■ Direction ■
Convert the data below into a Markdown table with two columns, No. and Line, numbering each line in order and leaving out blank lines.
>>>
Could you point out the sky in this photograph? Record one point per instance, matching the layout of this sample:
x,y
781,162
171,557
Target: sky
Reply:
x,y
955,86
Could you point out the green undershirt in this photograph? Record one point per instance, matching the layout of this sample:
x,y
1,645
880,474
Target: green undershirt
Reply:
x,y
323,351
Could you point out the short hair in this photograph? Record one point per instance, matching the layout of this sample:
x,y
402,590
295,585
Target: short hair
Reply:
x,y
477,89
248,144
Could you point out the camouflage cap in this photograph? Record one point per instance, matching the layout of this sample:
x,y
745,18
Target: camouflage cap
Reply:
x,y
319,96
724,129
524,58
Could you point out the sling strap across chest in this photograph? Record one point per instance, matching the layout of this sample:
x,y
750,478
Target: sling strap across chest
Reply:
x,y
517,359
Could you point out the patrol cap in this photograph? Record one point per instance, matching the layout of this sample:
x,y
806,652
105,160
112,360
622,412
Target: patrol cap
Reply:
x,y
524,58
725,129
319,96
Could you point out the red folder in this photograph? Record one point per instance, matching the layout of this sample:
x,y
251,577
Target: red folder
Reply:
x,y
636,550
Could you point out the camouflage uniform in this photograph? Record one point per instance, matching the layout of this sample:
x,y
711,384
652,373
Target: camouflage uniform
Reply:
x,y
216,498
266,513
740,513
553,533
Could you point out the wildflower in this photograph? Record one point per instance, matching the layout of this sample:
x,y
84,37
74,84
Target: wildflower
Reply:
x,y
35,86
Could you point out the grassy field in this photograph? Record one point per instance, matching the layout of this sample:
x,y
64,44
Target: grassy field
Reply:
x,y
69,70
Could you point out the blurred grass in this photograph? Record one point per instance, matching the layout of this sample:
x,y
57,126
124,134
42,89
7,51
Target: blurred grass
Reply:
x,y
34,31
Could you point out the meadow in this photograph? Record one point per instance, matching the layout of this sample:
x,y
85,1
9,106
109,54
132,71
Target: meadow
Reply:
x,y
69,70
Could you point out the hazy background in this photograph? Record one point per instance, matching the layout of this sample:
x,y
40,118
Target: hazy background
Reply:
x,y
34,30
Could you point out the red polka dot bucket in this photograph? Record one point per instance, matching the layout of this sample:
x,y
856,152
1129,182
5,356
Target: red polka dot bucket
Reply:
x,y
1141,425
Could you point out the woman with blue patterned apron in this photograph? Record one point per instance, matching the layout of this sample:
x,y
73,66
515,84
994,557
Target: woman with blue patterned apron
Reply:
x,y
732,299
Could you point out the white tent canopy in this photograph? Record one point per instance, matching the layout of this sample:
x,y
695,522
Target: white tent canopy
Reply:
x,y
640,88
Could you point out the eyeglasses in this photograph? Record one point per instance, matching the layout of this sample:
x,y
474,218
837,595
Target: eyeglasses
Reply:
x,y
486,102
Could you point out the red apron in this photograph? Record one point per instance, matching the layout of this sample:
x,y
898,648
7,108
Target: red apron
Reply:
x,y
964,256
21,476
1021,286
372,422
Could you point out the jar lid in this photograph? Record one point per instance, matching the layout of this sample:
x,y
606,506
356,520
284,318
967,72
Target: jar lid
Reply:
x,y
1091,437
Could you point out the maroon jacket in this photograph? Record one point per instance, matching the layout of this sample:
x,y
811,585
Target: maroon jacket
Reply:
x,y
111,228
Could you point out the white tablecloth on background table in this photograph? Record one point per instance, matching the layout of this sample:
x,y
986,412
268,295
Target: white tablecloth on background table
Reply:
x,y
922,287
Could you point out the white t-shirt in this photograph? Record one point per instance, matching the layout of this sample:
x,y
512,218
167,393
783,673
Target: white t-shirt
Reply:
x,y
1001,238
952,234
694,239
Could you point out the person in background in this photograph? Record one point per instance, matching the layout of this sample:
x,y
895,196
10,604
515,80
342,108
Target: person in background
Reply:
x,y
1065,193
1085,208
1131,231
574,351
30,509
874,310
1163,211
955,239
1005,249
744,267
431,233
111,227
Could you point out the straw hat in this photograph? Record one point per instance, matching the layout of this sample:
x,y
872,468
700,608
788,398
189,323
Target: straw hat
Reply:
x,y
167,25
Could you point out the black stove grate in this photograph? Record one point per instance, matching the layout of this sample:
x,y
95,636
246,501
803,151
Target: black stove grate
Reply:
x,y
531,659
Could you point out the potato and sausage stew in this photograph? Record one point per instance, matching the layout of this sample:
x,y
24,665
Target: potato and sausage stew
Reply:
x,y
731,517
<<<
■ Reply to the exercise ■
| No. | Line |
|---|---|
| 1 | Could you point out the sky in this photograph? Record one point per instance, matching the layout of this sample: |
| 2 | x,y |
| 3 | 781,162 |
| 4 | 171,557 |
| 5 | Target: sky |
| 6 | Reply: |
| 7 | x,y |
| 8 | 955,86 |
| 9 | Could you point out the green undershirt in this photograph? Record one point per instance, matching the layout of this sample: |
| 10 | x,y |
| 11 | 1,645 |
| 12 | 880,474 |
| 13 | Target: green undershirt |
| 14 | Reply: |
| 15 | x,y |
| 16 | 323,351 |
| 17 | Could you point out the short hair in this photograph? Record one point per instance, matching the layout of this sample: |
| 18 | x,y |
| 19 | 402,590 |
| 20 | 295,585 |
| 21 | Target: short hair |
| 22 | Reply: |
| 23 | x,y |
| 24 | 477,89 |
| 25 | 248,144 |
| 26 | Could you point out the camouflage cap in this photograph? Record one point per instance, matching the layout of this sample: |
| 27 | x,y |
| 28 | 745,18 |
| 29 | Target: camouflage cap |
| 30 | Reply: |
| 31 | x,y |
| 32 | 319,96 |
| 33 | 724,129 |
| 34 | 524,58 |
| 35 | Could you point out the sling strap across chest in this photograph? Record one point per instance, matching the layout of this sample: |
| 36 | x,y |
| 37 | 750,478 |
| 38 | Target: sling strap across chest |
| 39 | Reply: |
| 40 | x,y |
| 41 | 517,359 |
| 42 | Could you point out the patrol cap in this photograph? Record one point per instance, matching the layout of this sample: |
| 43 | x,y |
| 44 | 806,652 |
| 45 | 105,160 |
| 46 | 112,360 |
| 47 | 622,412 |
| 48 | Target: patrol cap |
| 49 | Reply: |
| 50 | x,y |
| 51 | 524,58 |
| 52 | 725,129 |
| 53 | 319,96 |
| 54 | Could you point out the red folder in this photograph? Record one point per instance, matching the layout of this sample: |
| 55 | x,y |
| 56 | 251,577 |
| 57 | Target: red folder |
| 58 | Reply: |
| 59 | x,y |
| 60 | 636,550 |
| 61 | Could you point out the camouflage uniform in this photograph? Record one point per instance, matching the layout of this sample: |
| 62 | x,y |
| 63 | 711,384 |
| 64 | 652,373 |
| 65 | Target: camouflage uniform |
| 66 | Reply: |
| 67 | x,y |
| 68 | 216,498 |
| 69 | 266,513 |
| 70 | 740,513 |
| 71 | 553,533 |
| 72 | Could you point out the wildflower in this photograph? Record one point per instance, matching the layout of this sample: |
| 73 | x,y |
| 74 | 84,37 |
| 75 | 74,84 |
| 76 | Target: wildflower |
| 77 | Reply: |
| 78 | x,y |
| 79 | 35,86 |
| 80 | Could you point out the grassy field in this photograph? Record one point per instance, matching the layout of this sample: |
| 81 | x,y |
| 82 | 64,44 |
| 83 | Target: grassy field |
| 84 | Reply: |
| 85 | x,y |
| 86 | 69,70 |
| 87 | Could you point out the blurred grass in this photograph? Record one point per instance, matching the layout of this sample: |
| 88 | x,y |
| 89 | 57,126 |
| 90 | 124,134 |
| 91 | 42,89 |
| 92 | 7,51 |
| 93 | Target: blurred grass |
| 94 | Reply: |
| 95 | x,y |
| 96 | 34,31 |
| 97 | Could you point out the meadow in this photograph? Record one point per instance, matching the layout of this sample: |
| 98 | x,y |
| 99 | 85,1 |
| 100 | 9,106 |
| 101 | 109,54 |
| 102 | 132,71 |
| 103 | Target: meadow |
| 104 | Reply: |
| 105 | x,y |
| 106 | 69,70 |
| 107 | Could you point out the hazy background in this photograph? Record one point per instance, matching the layout of this sample: |
| 108 | x,y |
| 109 | 40,118 |
| 110 | Target: hazy background |
| 111 | Reply: |
| 112 | x,y |
| 113 | 34,30 |
| 114 | Could you point out the red polka dot bucket in this photograph? Record one point per instance, matching the layout of this sample: |
| 115 | x,y |
| 116 | 856,152 |
| 117 | 1129,182 |
| 118 | 5,356 |
| 119 | Target: red polka dot bucket |
| 120 | Reply: |
| 121 | x,y |
| 122 | 1141,425 |
| 123 | Could you point out the woman with blue patterned apron in this photograph? Record one point per instance, matching the layout of this sample: |
| 124 | x,y |
| 125 | 73,66 |
| 126 | 515,84 |
| 127 | 994,557 |
| 128 | Target: woman with blue patterned apron |
| 129 | Reply: |
| 130 | x,y |
| 131 | 732,299 |
| 132 | Could you point out the white tent canopy in this photograph? Record one point per instance, matching the layout of this sample: |
| 133 | x,y |
| 134 | 695,522 |
| 135 | Target: white tent canopy |
| 136 | Reply: |
| 137 | x,y |
| 138 | 640,88 |
| 139 | Could you point out the eyeglasses in this photograph? Record one point per instance, matching the layout of this sample: |
| 140 | x,y |
| 141 | 474,218 |
| 142 | 837,595 |
| 143 | Target: eyeglasses |
| 144 | Reply: |
| 145 | x,y |
| 146 | 486,102 |
| 147 | Could you point out the red apron in this photograph? Record one point per instance, matching the layout of this sample: |
| 148 | x,y |
| 149 | 898,648 |
| 150 | 7,108 |
| 151 | Target: red apron |
| 152 | Reply: |
| 153 | x,y |
| 154 | 964,256 |
| 155 | 21,476 |
| 156 | 1021,286 |
| 157 | 372,422 |
| 158 | Could you point out the jar lid in this photograph? Record one point per instance, matching the layout of this sample: |
| 159 | x,y |
| 160 | 606,506 |
| 161 | 356,520 |
| 162 | 284,318 |
| 163 | 967,72 |
| 164 | Target: jar lid |
| 165 | Reply: |
| 166 | x,y |
| 167 | 1091,437 |
| 168 | Could you point out the maroon jacket in this photograph? Record one point per instance, matching the layout of this sample: |
| 169 | x,y |
| 170 | 811,585 |
| 171 | Target: maroon jacket |
| 172 | Reply: |
| 173 | x,y |
| 174 | 111,228 |
| 175 | Could you point out the white tablecloth on background table in this photograph? Record one point per instance, matching the layout of this sample: |
| 176 | x,y |
| 177 | 986,412 |
| 178 | 268,295 |
| 179 | Target: white tablecloth on background table |
| 180 | Reply: |
| 181 | x,y |
| 182 | 922,287 |
| 183 | Could you point out the white t-shirt in this photograph? Record one point per instance, matching the layout of this sample: |
| 184 | x,y |
| 185 | 512,218 |
| 186 | 167,393 |
| 187 | 783,673 |
| 188 | Target: white t-shirt |
| 189 | Reply: |
| 190 | x,y |
| 191 | 1001,238 |
| 192 | 952,234 |
| 193 | 694,239 |
| 194 | Could you point out the person in background in this photograph? Record one point per instance, matching the layout of this sample: |
| 195 | x,y |
| 196 | 895,196 |
| 197 | 10,604 |
| 198 | 515,80 |
| 199 | 342,108 |
| 200 | Target: person in background |
| 201 | Reply: |
| 202 | x,y |
| 203 | 1065,193 |
| 204 | 1085,208 |
| 205 | 1131,231 |
| 206 | 574,351 |
| 207 | 30,509 |
| 208 | 874,310 |
| 209 | 1163,211 |
| 210 | 955,239 |
| 211 | 1005,249 |
| 212 | 744,267 |
| 213 | 431,233 |
| 214 | 111,227 |
| 215 | Could you point out the straw hat in this photograph? Record one point per instance, matching the layout of this sample: |
| 216 | x,y |
| 217 | 872,468 |
| 218 | 700,608 |
| 219 | 788,398 |
| 220 | 189,323 |
| 221 | Target: straw hat |
| 222 | Reply: |
| 223 | x,y |
| 224 | 167,25 |
| 225 | Could you point out the black stove grate in this photograph? Record one point per instance, matching the layout of this sample: |
| 226 | x,y |
| 227 | 95,636 |
| 228 | 246,501 |
| 229 | 803,151 |
| 230 | Target: black stove grate |
| 231 | Reply: |
| 232 | x,y |
| 233 | 531,659 |
| 234 | Could you point out the potato and sausage stew in this photograph? Record one point per instance, matching the layout of this sample: |
| 235 | x,y |
| 236 | 24,665 |
| 237 | Target: potato and sausage stew |
| 238 | Reply: |
| 239 | x,y |
| 240 | 731,517 |